### TEXTO PARA LEITURA
Da flexibilização da fiscalização do trabalho.

O artigo 31 da MP torna maleável a fiscalização do trabalho, excetuando-se as situações de autuação por não anotação de CTPS, situação consideradas graves, acidente de trabalho fatal e trabalho em condição análoga à de escravo.

Antecipação do 13º dos que recebem benefício do INSS.

Trata o artigo 34 e 35 da MP sobre o adiantamento do abono dos que recebem benefícios do INSS, sendo que a primeira parcela, de 50% do valor do benefício, será paga juntamente com os benefícios da competência de abril, que são pagos até o 5º dia útil de maio e os outros 50% serão pagos juntamente com os benefícios da competência de maio, ou seja, até o 5º dia útil de junho.

Da convalidação das medidas adotadas pelos empregadores antes da emenda.

Dispõe o artigo 36 da MP que ficam convalidadas as medidas trabalhistas as medidas trabalhistas adotadas pelos empregadores até 30 dias antes da publicação da emenda (22/02/2020 em diante), desde que não contrariem as disposições da emenda.
######
> **PEDIDO ESCRITO A**
Liste cada linha da listagem abaixo em que aparece a palavra "dark".
### DADOS FORNECIDOS
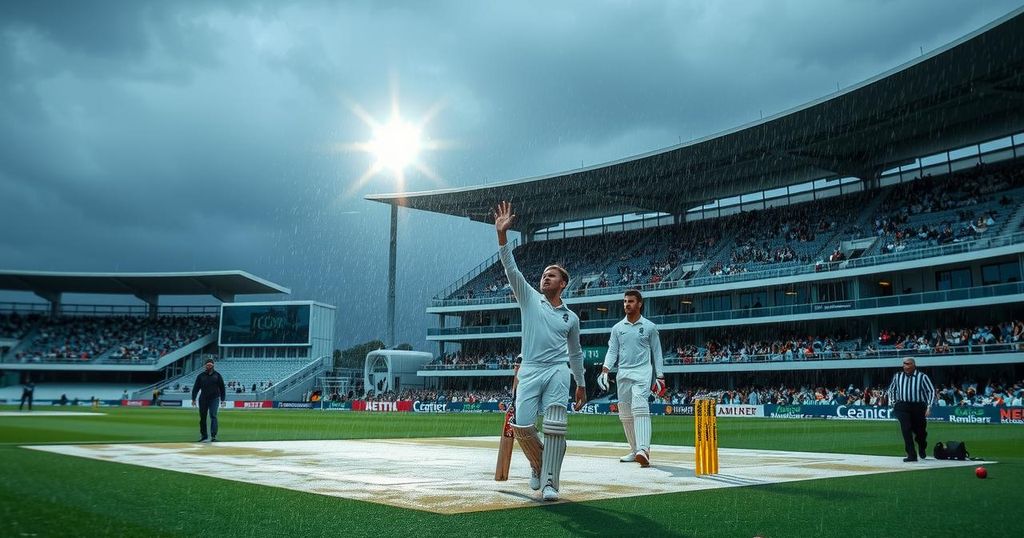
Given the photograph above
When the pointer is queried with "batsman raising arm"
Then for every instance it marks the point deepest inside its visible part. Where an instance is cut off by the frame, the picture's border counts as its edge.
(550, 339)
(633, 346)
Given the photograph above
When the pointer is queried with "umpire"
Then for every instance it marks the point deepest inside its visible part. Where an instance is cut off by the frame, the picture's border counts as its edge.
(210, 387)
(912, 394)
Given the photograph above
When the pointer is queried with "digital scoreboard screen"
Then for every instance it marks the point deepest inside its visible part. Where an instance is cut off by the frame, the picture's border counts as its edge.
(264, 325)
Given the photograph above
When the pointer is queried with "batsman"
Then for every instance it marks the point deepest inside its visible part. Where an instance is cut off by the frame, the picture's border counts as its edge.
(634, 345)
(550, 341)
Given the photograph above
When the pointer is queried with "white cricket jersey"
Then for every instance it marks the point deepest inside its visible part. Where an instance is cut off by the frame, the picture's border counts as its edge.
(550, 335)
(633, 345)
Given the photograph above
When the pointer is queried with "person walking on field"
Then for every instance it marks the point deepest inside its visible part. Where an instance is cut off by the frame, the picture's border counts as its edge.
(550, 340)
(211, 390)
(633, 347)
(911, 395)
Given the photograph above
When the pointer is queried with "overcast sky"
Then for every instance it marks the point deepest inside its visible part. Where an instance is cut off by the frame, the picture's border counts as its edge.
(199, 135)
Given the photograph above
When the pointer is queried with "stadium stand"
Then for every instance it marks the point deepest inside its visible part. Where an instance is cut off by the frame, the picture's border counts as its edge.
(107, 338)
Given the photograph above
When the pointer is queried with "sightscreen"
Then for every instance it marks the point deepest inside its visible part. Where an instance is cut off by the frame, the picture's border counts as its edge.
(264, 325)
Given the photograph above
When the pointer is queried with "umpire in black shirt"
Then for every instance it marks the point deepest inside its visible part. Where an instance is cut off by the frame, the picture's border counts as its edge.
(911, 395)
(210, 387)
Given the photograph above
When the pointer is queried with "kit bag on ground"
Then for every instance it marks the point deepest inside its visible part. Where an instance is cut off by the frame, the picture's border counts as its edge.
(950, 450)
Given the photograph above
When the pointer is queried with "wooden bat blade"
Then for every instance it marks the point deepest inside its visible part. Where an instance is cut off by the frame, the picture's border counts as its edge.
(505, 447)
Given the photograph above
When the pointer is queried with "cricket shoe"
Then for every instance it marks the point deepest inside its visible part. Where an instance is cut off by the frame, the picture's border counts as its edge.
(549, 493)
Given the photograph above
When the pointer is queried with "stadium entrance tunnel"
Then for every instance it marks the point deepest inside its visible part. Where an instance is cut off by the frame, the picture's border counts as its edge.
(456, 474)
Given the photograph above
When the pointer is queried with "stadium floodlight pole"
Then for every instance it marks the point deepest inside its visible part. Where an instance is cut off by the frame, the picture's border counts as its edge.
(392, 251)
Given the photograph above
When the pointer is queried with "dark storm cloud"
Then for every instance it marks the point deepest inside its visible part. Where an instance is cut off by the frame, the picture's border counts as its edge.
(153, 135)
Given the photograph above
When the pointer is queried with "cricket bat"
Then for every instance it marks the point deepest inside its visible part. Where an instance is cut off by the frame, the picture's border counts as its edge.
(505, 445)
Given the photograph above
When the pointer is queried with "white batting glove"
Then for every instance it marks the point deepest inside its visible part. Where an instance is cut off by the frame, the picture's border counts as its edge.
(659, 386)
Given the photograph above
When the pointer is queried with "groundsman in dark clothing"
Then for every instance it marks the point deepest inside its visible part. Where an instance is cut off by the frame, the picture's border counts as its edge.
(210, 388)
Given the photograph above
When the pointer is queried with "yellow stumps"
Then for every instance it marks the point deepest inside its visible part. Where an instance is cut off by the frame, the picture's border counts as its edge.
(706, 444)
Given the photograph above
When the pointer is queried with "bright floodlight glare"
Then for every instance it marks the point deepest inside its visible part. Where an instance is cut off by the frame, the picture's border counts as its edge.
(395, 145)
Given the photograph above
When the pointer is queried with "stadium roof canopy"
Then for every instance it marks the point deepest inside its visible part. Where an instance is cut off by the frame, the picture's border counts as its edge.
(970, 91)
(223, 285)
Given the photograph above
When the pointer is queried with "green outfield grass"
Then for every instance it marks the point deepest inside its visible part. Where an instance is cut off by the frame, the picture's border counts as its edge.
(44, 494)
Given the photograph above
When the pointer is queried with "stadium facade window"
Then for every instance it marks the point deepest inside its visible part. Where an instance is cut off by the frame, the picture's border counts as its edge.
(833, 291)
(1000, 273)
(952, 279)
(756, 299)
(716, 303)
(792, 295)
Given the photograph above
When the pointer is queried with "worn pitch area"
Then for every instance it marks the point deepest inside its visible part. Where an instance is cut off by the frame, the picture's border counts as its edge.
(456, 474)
######
### DADOS FORNECIDOS
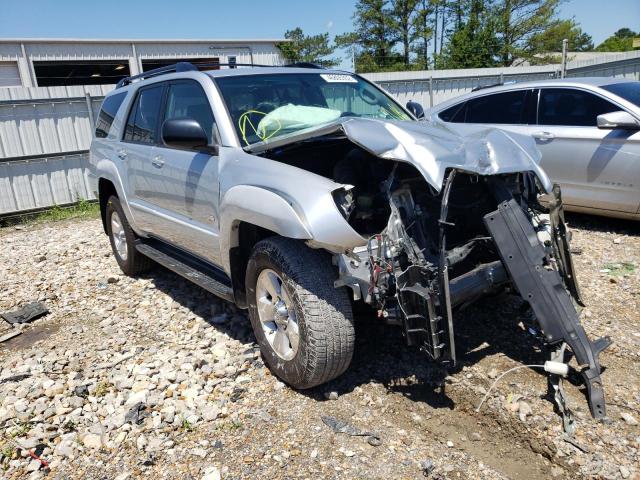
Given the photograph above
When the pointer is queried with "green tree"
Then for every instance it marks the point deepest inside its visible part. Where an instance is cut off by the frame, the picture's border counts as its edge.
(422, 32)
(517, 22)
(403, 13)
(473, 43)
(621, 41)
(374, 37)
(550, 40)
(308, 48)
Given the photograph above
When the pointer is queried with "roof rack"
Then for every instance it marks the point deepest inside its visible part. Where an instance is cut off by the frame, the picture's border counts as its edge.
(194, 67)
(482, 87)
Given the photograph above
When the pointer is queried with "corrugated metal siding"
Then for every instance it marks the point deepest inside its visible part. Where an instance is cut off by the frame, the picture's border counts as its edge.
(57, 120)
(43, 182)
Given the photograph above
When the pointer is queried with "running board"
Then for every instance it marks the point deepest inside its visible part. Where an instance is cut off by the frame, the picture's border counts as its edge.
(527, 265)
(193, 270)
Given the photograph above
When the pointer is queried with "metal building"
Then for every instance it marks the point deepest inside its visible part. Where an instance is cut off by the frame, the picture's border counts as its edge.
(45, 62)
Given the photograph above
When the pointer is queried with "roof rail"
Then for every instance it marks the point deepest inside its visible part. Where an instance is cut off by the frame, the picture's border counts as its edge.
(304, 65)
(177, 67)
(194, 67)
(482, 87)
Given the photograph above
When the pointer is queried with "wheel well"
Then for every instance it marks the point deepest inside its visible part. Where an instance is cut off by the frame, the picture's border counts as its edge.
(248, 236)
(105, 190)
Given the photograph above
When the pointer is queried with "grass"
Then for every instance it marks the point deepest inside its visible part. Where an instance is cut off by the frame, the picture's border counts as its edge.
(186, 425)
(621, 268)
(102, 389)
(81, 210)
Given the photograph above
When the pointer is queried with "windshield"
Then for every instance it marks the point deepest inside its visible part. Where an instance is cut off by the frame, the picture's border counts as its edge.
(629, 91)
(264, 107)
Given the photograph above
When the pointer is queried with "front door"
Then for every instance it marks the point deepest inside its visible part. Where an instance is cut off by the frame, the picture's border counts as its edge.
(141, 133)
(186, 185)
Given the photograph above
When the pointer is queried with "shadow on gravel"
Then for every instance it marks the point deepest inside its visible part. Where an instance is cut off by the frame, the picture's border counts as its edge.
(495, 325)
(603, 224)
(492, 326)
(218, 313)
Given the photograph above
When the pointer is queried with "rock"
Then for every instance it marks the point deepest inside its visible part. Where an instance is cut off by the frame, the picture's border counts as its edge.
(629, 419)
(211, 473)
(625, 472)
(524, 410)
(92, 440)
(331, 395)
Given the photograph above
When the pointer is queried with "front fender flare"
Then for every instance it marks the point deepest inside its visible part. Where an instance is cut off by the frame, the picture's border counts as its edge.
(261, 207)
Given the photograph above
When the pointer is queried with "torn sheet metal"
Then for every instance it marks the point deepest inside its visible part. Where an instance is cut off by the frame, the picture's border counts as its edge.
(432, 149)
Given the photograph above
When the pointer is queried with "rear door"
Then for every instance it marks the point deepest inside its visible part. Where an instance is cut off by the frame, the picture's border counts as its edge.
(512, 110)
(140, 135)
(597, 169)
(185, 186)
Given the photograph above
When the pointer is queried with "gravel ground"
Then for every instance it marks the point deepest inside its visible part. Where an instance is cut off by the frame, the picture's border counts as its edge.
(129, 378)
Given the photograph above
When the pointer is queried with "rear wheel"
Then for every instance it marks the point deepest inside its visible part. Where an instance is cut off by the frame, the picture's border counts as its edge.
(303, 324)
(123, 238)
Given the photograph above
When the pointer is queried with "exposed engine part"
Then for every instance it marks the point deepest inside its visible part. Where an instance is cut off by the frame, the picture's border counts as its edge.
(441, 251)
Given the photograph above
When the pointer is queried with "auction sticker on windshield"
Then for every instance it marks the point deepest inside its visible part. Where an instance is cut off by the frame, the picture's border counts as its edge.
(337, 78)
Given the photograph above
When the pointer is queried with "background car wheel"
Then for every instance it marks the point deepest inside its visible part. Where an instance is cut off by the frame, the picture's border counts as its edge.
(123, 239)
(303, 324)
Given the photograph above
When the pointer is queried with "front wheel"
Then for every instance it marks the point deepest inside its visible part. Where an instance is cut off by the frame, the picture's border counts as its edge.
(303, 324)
######
### DADOS FORNECIDOS
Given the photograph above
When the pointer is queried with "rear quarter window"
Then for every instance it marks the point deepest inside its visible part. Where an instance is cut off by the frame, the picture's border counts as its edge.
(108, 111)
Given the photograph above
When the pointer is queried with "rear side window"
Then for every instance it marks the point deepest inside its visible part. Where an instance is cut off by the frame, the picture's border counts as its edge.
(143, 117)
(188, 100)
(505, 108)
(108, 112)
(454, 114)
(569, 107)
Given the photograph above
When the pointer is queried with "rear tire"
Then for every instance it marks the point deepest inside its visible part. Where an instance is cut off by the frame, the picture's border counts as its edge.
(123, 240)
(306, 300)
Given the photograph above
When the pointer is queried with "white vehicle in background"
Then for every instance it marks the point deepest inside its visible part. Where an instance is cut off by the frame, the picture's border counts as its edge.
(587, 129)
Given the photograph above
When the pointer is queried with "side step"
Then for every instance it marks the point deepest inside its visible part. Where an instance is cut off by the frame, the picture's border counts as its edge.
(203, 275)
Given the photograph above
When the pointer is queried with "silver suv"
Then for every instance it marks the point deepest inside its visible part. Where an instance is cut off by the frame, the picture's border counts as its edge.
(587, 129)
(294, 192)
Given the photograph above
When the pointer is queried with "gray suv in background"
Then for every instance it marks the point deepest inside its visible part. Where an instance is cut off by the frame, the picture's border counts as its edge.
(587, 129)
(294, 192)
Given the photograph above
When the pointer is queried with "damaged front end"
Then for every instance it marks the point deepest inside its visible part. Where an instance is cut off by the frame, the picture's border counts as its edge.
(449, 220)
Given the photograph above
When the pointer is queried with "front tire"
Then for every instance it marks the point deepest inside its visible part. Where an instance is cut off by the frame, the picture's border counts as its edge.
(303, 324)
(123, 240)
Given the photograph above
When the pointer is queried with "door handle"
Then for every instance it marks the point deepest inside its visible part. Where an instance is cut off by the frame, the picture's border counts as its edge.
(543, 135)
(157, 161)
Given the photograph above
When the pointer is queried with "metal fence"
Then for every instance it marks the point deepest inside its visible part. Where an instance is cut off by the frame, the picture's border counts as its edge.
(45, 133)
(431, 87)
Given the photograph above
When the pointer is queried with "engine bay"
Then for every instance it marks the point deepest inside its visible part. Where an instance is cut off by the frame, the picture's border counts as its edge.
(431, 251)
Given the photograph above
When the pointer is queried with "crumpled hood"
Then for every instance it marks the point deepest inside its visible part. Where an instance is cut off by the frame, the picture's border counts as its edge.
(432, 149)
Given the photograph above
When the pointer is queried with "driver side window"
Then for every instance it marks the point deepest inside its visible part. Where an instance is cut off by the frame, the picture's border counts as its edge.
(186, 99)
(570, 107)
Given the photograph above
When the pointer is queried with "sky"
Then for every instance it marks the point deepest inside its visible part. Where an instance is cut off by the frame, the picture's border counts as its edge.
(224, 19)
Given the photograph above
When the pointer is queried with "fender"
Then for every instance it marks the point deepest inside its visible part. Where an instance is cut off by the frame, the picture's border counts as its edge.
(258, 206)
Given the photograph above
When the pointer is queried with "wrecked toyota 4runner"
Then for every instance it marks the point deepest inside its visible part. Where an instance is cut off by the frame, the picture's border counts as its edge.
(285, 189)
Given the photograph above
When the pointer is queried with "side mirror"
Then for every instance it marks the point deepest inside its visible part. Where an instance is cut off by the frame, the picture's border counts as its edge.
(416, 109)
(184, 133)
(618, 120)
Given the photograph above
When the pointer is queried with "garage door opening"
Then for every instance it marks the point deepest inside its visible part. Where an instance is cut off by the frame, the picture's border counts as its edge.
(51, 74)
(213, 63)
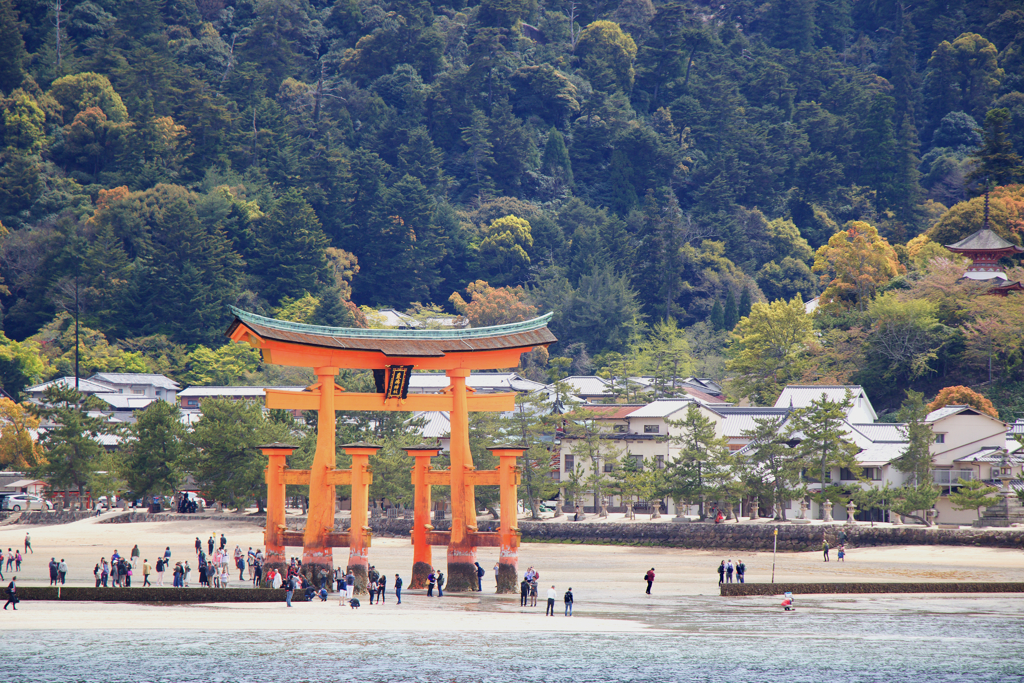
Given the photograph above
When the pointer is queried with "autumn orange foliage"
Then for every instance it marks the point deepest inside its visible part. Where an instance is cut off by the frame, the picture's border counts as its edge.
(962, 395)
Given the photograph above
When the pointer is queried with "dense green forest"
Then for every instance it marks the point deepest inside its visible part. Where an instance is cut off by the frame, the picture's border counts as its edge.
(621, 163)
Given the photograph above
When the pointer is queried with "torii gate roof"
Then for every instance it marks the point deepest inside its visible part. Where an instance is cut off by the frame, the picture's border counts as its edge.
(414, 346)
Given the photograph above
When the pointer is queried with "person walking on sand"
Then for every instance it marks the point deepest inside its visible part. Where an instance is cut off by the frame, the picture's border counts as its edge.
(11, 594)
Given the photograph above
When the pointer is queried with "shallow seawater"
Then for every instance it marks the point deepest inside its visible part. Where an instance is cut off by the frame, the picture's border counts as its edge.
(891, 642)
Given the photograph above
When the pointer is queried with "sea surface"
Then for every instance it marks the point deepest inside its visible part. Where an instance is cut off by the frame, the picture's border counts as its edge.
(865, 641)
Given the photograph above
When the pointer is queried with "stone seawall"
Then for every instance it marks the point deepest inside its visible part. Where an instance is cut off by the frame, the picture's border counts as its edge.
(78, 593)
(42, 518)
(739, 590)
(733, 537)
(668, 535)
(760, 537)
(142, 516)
######
> **PEDIDO ESCRITO B**
As afirmações a seguir estão de acordo com o texto sobre a MP, mais acima? Responda sim ou não a cada uma, citando as palavras do texto que decidem. (i) O adiantamento do abono a quem recebe benefício do INSS é pago em duas parcelas de 50%. (ii) A primeira parcela é paga junto com os benefícios da competência de maio. (iii) O artigo 36 convalida medidas trabalhistas que contrariem as disposições da emenda.

> **RESPOSTA DO EXERCÍCIO A**
When the pointer is queried with "dark storm cloud"
When the pointer is queried with "groundsman in dark clothing"

> **RESPOSTA DO EXERCÍCIO B**
(i) Sim: "a primeira parcela, de 50% do valor do benefício" e "os outros 50% serão pagos".
(ii) Não: "será paga juntamente com os benefícios da competência de abril".
(iii) Não: "desde que não contrariem as disposições da emenda".